## What this task involves
Before you return the lines below, strip out any images and keep every word as written.

(Referring expression data)
· · · ·
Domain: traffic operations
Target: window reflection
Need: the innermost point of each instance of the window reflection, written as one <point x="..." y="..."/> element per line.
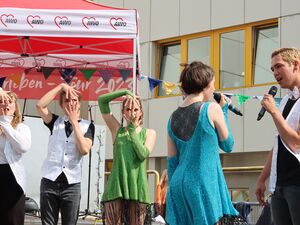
<point x="170" y="65"/>
<point x="232" y="59"/>
<point x="199" y="50"/>
<point x="266" y="43"/>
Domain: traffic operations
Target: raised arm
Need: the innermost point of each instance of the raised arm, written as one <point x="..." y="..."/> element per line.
<point x="83" y="143"/>
<point x="42" y="105"/>
<point x="19" y="138"/>
<point x="287" y="134"/>
<point x="261" y="183"/>
<point x="103" y="102"/>
<point x="173" y="158"/>
<point x="219" y="118"/>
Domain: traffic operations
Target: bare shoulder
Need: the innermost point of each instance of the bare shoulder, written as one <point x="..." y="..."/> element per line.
<point x="150" y="133"/>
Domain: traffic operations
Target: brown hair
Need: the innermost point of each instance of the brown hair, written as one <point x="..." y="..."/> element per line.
<point x="287" y="54"/>
<point x="195" y="77"/>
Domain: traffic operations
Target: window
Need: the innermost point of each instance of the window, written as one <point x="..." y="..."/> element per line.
<point x="199" y="50"/>
<point x="266" y="43"/>
<point x="170" y="65"/>
<point x="232" y="59"/>
<point x="240" y="55"/>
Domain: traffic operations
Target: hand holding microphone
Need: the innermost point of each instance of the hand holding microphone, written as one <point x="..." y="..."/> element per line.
<point x="231" y="107"/>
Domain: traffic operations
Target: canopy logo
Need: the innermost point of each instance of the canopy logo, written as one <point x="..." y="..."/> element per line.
<point x="18" y="62"/>
<point x="60" y="63"/>
<point x="61" y="21"/>
<point x="39" y="62"/>
<point x="117" y="23"/>
<point x="34" y="20"/>
<point x="8" y="19"/>
<point x="90" y="22"/>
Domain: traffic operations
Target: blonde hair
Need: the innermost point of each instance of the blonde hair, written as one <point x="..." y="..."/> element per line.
<point x="288" y="55"/>
<point x="17" y="116"/>
<point x="125" y="101"/>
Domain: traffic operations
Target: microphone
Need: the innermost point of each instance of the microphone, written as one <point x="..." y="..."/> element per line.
<point x="272" y="91"/>
<point x="231" y="107"/>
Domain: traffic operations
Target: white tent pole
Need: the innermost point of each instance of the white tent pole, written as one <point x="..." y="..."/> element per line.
<point x="134" y="67"/>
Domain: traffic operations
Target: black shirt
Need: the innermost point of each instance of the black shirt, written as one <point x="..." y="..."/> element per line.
<point x="288" y="167"/>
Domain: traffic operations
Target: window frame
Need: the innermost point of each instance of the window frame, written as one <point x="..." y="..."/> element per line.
<point x="249" y="50"/>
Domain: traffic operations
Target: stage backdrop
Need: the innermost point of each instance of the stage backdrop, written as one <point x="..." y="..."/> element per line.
<point x="34" y="158"/>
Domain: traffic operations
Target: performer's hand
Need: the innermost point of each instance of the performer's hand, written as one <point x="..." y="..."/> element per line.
<point x="73" y="112"/>
<point x="268" y="103"/>
<point x="260" y="192"/>
<point x="71" y="92"/>
<point x="4" y="97"/>
<point x="224" y="100"/>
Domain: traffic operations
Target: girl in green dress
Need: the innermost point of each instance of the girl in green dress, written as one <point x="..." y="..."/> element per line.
<point x="126" y="192"/>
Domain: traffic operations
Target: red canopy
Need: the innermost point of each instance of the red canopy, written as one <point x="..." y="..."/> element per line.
<point x="95" y="45"/>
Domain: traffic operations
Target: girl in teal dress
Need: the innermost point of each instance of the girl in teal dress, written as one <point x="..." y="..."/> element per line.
<point x="126" y="193"/>
<point x="197" y="193"/>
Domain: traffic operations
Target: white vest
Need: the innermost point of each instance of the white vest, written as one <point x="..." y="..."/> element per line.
<point x="293" y="120"/>
<point x="63" y="154"/>
<point x="14" y="155"/>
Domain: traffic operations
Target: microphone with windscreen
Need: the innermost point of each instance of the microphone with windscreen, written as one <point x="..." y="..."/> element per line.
<point x="231" y="107"/>
<point x="272" y="91"/>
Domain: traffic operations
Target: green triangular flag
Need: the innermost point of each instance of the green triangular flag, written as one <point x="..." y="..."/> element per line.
<point x="88" y="73"/>
<point x="242" y="98"/>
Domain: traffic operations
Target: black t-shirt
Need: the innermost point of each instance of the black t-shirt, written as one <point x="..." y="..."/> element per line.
<point x="288" y="167"/>
<point x="184" y="120"/>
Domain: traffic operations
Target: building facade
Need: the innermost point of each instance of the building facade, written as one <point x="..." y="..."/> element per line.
<point x="235" y="37"/>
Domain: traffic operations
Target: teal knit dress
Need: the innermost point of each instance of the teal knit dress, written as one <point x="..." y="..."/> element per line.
<point x="198" y="193"/>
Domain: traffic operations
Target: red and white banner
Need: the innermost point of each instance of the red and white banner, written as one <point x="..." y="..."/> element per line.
<point x="34" y="85"/>
<point x="68" y="23"/>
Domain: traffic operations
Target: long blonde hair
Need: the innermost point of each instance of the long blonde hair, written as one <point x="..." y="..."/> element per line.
<point x="17" y="116"/>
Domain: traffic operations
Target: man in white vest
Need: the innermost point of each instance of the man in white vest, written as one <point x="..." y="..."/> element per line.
<point x="283" y="162"/>
<point x="70" y="139"/>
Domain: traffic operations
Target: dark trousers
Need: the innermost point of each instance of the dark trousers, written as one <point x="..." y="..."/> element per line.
<point x="58" y="197"/>
<point x="12" y="198"/>
<point x="285" y="205"/>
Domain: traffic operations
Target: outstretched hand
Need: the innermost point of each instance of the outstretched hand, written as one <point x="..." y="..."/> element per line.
<point x="4" y="97"/>
<point x="70" y="91"/>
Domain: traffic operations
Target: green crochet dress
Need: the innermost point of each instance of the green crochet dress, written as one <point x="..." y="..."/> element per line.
<point x="128" y="178"/>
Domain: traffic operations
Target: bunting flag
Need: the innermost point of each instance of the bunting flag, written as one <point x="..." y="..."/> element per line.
<point x="106" y="74"/>
<point x="47" y="71"/>
<point x="153" y="83"/>
<point x="67" y="74"/>
<point x="242" y="98"/>
<point x="125" y="73"/>
<point x="277" y="101"/>
<point x="169" y="87"/>
<point x="2" y="79"/>
<point x="27" y="70"/>
<point x="16" y="78"/>
<point x="88" y="73"/>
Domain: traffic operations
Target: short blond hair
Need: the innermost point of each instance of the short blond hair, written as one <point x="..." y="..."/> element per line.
<point x="288" y="55"/>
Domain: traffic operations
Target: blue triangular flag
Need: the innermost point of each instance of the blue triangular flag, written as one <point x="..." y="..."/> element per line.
<point x="106" y="74"/>
<point x="125" y="73"/>
<point x="2" y="79"/>
<point x="153" y="83"/>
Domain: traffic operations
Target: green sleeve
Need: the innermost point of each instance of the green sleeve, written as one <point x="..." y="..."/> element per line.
<point x="140" y="149"/>
<point x="103" y="100"/>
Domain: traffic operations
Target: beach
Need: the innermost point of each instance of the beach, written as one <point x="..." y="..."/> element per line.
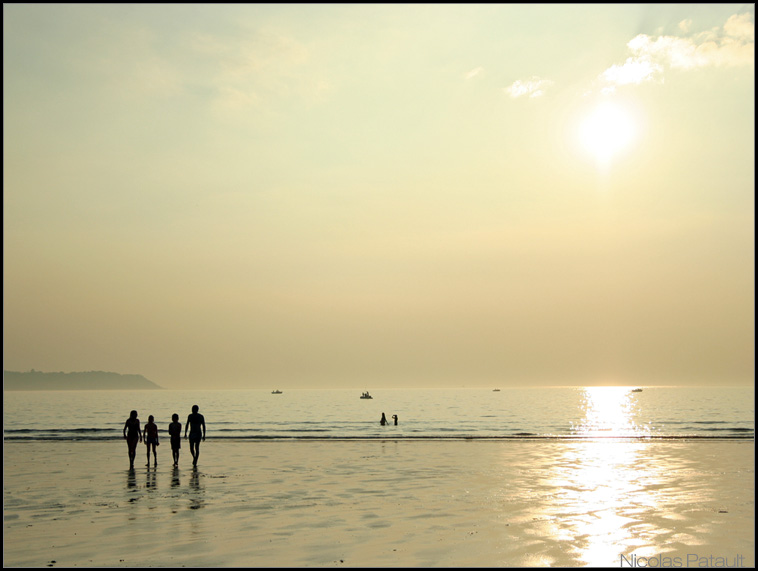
<point x="381" y="503"/>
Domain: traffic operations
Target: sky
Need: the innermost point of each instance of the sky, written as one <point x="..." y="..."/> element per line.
<point x="338" y="196"/>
· · · ·
## Answer below
Domain: traffic operations
Target: window reflection
Need: the innermost point of each instance of the window reflection, written as one <point x="..." y="..."/> element per line.
<point x="170" y="65"/>
<point x="232" y="59"/>
<point x="199" y="50"/>
<point x="266" y="43"/>
Domain: traffic operations
Target: raised arm
Need: the innermost point of each instance of the raised arm, written as one <point x="..." y="..."/> element per line.
<point x="83" y="143"/>
<point x="42" y="105"/>
<point x="19" y="138"/>
<point x="287" y="134"/>
<point x="261" y="183"/>
<point x="103" y="102"/>
<point x="173" y="158"/>
<point x="219" y="118"/>
Domain: traffic operations
Target: bare shoulder
Need: the innermost point of each instance of the bare shoulder, written as one <point x="..." y="..."/> element per line.
<point x="150" y="133"/>
Domain: traffic operations
Target: brown hair
Need: the innermost point of each instance of the brown hair, written as one <point x="..." y="..."/> element per line.
<point x="287" y="54"/>
<point x="195" y="77"/>
Domain: traffic operations
Target: window
Need: the innermost point of each instance of the window, written as one <point x="..." y="..."/> element per line.
<point x="199" y="50"/>
<point x="266" y="43"/>
<point x="170" y="65"/>
<point x="232" y="59"/>
<point x="240" y="55"/>
Domain: traffic operations
Target: hand holding microphone
Need: the innermost point of each instance of the hand holding microphone, written as one <point x="..." y="..."/> element per line.
<point x="231" y="107"/>
Domain: traffic operations
Target: canopy logo
Need: the innermost point of each instance of the canopy logo, written as one <point x="..." y="..."/> element per line.
<point x="18" y="62"/>
<point x="60" y="63"/>
<point x="61" y="21"/>
<point x="39" y="62"/>
<point x="117" y="23"/>
<point x="34" y="20"/>
<point x="8" y="19"/>
<point x="90" y="22"/>
Domain: traffic operations
Target: blonde hair
Need: the innermost point of each instance of the blonde hair, written as one <point x="..." y="..."/> element per line.
<point x="288" y="55"/>
<point x="17" y="116"/>
<point x="125" y="101"/>
Domain: traffic operations
Target: microphone
Need: the innermost point of each instance of the microphone, written as one <point x="..." y="..."/> element per line.
<point x="272" y="91"/>
<point x="231" y="107"/>
Domain: traffic operations
Target: white tent pole
Need: the innermost point of each instance of the white tent pole, written as one <point x="..." y="..."/> element per line.
<point x="134" y="67"/>
Domain: traffic operations
Target: black shirt
Need: the innermost point of each instance of the black shirt, written as one <point x="..." y="..."/> element per line.
<point x="288" y="167"/>
Domain: traffic operations
Target: window frame
Need: the innermost point of each instance of the window frame, written as one <point x="..." y="..."/> element per line.
<point x="249" y="50"/>
Domain: traffic operations
Target: stage backdrop
Need: the innermost point of each instance of the stage backdrop, written as one <point x="..." y="..."/> element per line.
<point x="34" y="158"/>
Domain: traffic operations
Target: performer's hand
Need: the innermost point of each instance of the performer's hand, written as one <point x="..." y="..."/> element per line.
<point x="73" y="112"/>
<point x="268" y="103"/>
<point x="260" y="192"/>
<point x="71" y="92"/>
<point x="4" y="97"/>
<point x="224" y="100"/>
Domain: traffic operations
Target: girl in green dress
Need: the innermost point of each instance of the girl in green dress, written as one <point x="..." y="..."/> element per line.
<point x="126" y="192"/>
Domain: traffic operations
Target: red canopy
Need: the innermost point of each instance of the red canopy, written as one <point x="..." y="..."/> element per line.
<point x="95" y="45"/>
Domain: traffic operations
Target: girl in teal dress
Need: the innermost point of each instance of the girl in teal dress, written as one <point x="..." y="..."/> element per line.
<point x="126" y="193"/>
<point x="197" y="193"/>
Domain: traffic operations
Target: white vest
Need: the innermost point of each instance of the white vest, written as one <point x="..." y="..."/> element per line.
<point x="293" y="120"/>
<point x="63" y="154"/>
<point x="14" y="155"/>
Domain: traffic operations
Target: microphone with windscreen
Need: the innermost point of each instance of the microphone with windscreen, written as one <point x="..." y="..."/> element per line.
<point x="231" y="107"/>
<point x="272" y="91"/>
Domain: traffic operations
Target: green triangular flag
Need: the innermost point of each instance of the green triangular flag, written as one <point x="..." y="..."/> element per line.
<point x="88" y="73"/>
<point x="242" y="98"/>
Domain: traffic operations
Target: black t-shirt
Need: the innermost point of each instance of the black t-shirt, written as one <point x="..." y="..."/> element per line.
<point x="288" y="167"/>
<point x="184" y="120"/>
Domain: traffic operations
Target: building facade
Need: the innermost point of each instance of the building facade, written as one <point x="..." y="..."/> element per line.
<point x="235" y="37"/>
Domain: traffic operations
Target: teal knit dress
Need: the innermost point of each instance of the teal knit dress, written as one <point x="..." y="..."/> element per line.
<point x="198" y="193"/>
Domain: traffic operations
Target: red and white banner
Need: the innermost point of each instance of the red and white banner, written as one <point x="..." y="..."/> element per line.
<point x="34" y="85"/>
<point x="68" y="23"/>
Domain: traffic operations
Target: long blonde hair
Need: the innermost point of each instance of the long blonde hair, written as one <point x="..." y="..."/> element per line.
<point x="17" y="116"/>
Domain: traffic operations
Target: man in white vest
Need: the innermost point of each instance of the man in white vest, written as one <point x="..." y="..."/> element per line.
<point x="283" y="162"/>
<point x="70" y="139"/>
Domain: traffic operations
Target: dark trousers
Need: the innermost point of each instance of the dark trousers, written as one <point x="..." y="..."/> element per line.
<point x="58" y="197"/>
<point x="12" y="198"/>
<point x="285" y="205"/>
Domain: traffic operations
Target: outstretched hand
Need: the innermost point of each instance of the outstretched hand, written as one <point x="..." y="..."/> element per line.
<point x="4" y="97"/>
<point x="70" y="91"/>
Domain: traffic operations
Target: green crochet dress
Need: the innermost point of each instance of the green crochet dress, written as one <point x="..." y="..."/> element per line.
<point x="128" y="178"/>
Domain: traffic operations
Target: bunting flag
Need: the innermost point of each instance of the bunting flag, written as one <point x="..." y="..."/> element per line.
<point x="106" y="74"/>
<point x="47" y="71"/>
<point x="153" y="83"/>
<point x="67" y="74"/>
<point x="242" y="98"/>
<point x="125" y="73"/>
<point x="277" y="101"/>
<point x="169" y="87"/>
<point x="2" y="79"/>
<point x="27" y="70"/>
<point x="16" y="78"/>
<point x="88" y="73"/>
Domain: traffic operations
Target: short blond hair
Need: the innermost point of each instance of the short blond hair, written as one <point x="..." y="..."/> element per line.
<point x="288" y="55"/>
Domain: traffic operations
Target: blue triangular flag
Need: the innermost point of each instance of the blue triangular flag, written as one <point x="..." y="..."/> element per line.
<point x="106" y="74"/>
<point x="125" y="73"/>
<point x="2" y="79"/>
<point x="153" y="83"/>
Domain: traffic operations
Target: green sleeve
Need: the innermost point of each instance of the green sleeve, written as one <point x="..." y="..."/> element per line.
<point x="140" y="149"/>
<point x="103" y="100"/>
Domain: traffic operations
Target: beach
Need: the innermost point of each instance of the beach, written as one <point x="..." y="..."/> element per line.
<point x="381" y="503"/>
Domain: traffic operations
Target: sky
Need: the innermost point of each instance of the sky, written as one <point x="..." y="..."/> element per line.
<point x="338" y="196"/>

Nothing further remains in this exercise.